Natural-language object grounding data:
--------------------------------------------------

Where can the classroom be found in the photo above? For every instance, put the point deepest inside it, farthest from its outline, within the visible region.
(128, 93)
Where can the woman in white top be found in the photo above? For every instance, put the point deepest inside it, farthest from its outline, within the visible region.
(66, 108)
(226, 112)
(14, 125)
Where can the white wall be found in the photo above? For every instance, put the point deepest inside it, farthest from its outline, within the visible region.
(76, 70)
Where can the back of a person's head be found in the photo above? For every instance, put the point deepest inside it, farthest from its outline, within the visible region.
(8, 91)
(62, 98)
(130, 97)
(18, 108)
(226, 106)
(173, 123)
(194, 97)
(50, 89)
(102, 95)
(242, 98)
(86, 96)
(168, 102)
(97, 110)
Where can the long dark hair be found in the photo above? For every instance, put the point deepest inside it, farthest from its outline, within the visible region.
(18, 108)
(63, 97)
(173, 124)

--------------------------------------------------

WORK TO BE COMPLETED: Go through the data above and transcribe every entry exactly.

PROBLEM SOLUTION:
Where can the classroom be found in the photo above? For every instance, put the point deepest inside it, farthest from its outline, within the visible region.
(128, 93)
Where can the woman in white top be found in the photo above? For every instance, put the point deepest inside it, farthest from its outline, within the visible region.
(66, 108)
(226, 112)
(14, 125)
Where can the white wall be found in the photo above? For every instance, put the point deepest inside it, farthest from its outline, within the visible region.
(76, 70)
Where can the back of a person's head be found in the photo above? For every instance, put the point deepest inside it, farthest from its outline, within the visible region.
(8, 91)
(62, 98)
(130, 97)
(18, 108)
(226, 106)
(173, 123)
(194, 97)
(50, 89)
(102, 95)
(242, 98)
(86, 96)
(168, 102)
(97, 110)
Where can the long dark hair be found in the photo above? For every instance, put the point deepest inside it, farthest from its outline, within the visible region.
(18, 108)
(63, 97)
(173, 124)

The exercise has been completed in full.